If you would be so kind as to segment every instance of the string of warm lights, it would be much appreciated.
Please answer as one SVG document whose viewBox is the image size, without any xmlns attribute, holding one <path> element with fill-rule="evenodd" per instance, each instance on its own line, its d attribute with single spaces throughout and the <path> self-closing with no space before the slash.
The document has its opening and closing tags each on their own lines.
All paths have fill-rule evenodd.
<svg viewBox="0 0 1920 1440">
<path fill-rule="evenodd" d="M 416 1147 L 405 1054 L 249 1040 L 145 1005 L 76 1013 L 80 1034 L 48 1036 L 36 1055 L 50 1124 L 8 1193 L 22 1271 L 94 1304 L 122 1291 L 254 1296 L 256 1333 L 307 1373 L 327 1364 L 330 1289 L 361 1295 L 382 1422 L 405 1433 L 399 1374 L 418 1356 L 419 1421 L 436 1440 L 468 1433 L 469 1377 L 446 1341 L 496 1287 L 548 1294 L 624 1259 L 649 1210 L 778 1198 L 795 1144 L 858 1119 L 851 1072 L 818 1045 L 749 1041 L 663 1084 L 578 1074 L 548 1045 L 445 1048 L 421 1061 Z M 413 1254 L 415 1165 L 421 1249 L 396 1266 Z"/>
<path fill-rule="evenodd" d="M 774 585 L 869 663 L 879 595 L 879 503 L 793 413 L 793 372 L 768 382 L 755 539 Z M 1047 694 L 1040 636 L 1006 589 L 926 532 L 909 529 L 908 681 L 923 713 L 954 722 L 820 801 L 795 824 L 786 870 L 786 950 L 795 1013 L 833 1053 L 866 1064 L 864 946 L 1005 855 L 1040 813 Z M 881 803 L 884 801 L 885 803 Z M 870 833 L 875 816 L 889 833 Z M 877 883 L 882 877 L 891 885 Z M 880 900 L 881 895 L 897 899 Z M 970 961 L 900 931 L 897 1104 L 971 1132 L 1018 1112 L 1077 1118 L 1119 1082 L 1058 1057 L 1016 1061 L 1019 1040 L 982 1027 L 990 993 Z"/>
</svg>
───
• _Try it_
Repeat all of the data exactly. Include every line.

• _Answer for this exercise_
If you would be so kind as to segment every instance of the string of warm lights, it would be much appreciated.
Please answer as one SVG document whose viewBox is the image size, without any xmlns attribute, holding one <path> element with fill-rule="evenodd" per instance, each instance on its own line, its d attribute with single spaces throughout and the <path> self-closing with no space before the slash.
The document has its opening and closing tags each on their own lines.
All paths have fill-rule evenodd.
<svg viewBox="0 0 1920 1440">
<path fill-rule="evenodd" d="M 416 1147 L 405 1054 L 249 1040 L 145 1005 L 76 1013 L 80 1034 L 48 1036 L 36 1055 L 50 1124 L 8 1193 L 22 1271 L 94 1304 L 122 1291 L 254 1296 L 256 1333 L 307 1373 L 327 1364 L 330 1289 L 361 1295 L 382 1422 L 405 1433 L 399 1374 L 418 1356 L 419 1421 L 436 1440 L 468 1433 L 469 1377 L 446 1341 L 496 1287 L 548 1294 L 624 1259 L 649 1210 L 778 1198 L 795 1144 L 858 1119 L 851 1072 L 818 1045 L 749 1041 L 663 1084 L 578 1074 L 548 1045 L 445 1048 L 421 1061 Z M 413 1254 L 415 1165 L 421 1249 L 396 1266 Z"/>
<path fill-rule="evenodd" d="M 774 585 L 869 663 L 879 595 L 879 503 L 793 413 L 793 372 L 768 382 L 755 539 Z M 1047 694 L 1040 636 L 1006 589 L 926 532 L 909 529 L 908 681 L 923 713 L 954 722 L 820 801 L 795 824 L 786 870 L 786 950 L 795 1013 L 833 1053 L 866 1064 L 864 946 L 1005 855 L 1040 813 Z M 881 803 L 884 801 L 885 803 Z M 870 833 L 875 816 L 889 833 Z M 877 883 L 882 877 L 891 885 Z M 880 900 L 881 895 L 897 899 Z M 970 961 L 900 931 L 897 1104 L 971 1132 L 1018 1112 L 1077 1118 L 1119 1082 L 1058 1057 L 1016 1061 L 1019 1040 L 982 1027 L 990 993 Z"/>
</svg>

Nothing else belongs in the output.